● PROBLEM TO SOLVE
Your answer should be the line that contains "509 81 L 423" and each line after it, restated word for word through the final line of the entries.

Source records
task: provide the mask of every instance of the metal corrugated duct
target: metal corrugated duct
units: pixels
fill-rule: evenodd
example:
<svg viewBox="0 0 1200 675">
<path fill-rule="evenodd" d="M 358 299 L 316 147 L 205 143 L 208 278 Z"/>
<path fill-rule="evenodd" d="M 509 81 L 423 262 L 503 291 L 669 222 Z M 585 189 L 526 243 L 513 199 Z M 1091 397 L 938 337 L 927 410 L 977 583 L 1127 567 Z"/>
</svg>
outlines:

● TASK RESPONSE
<path fill-rule="evenodd" d="M 509 81 L 423 262 L 503 291 L 669 222 Z M 585 189 L 526 243 L 513 199 Z M 1091 397 L 938 337 L 927 410 L 977 583 L 1127 567 Z"/>
</svg>
outlines:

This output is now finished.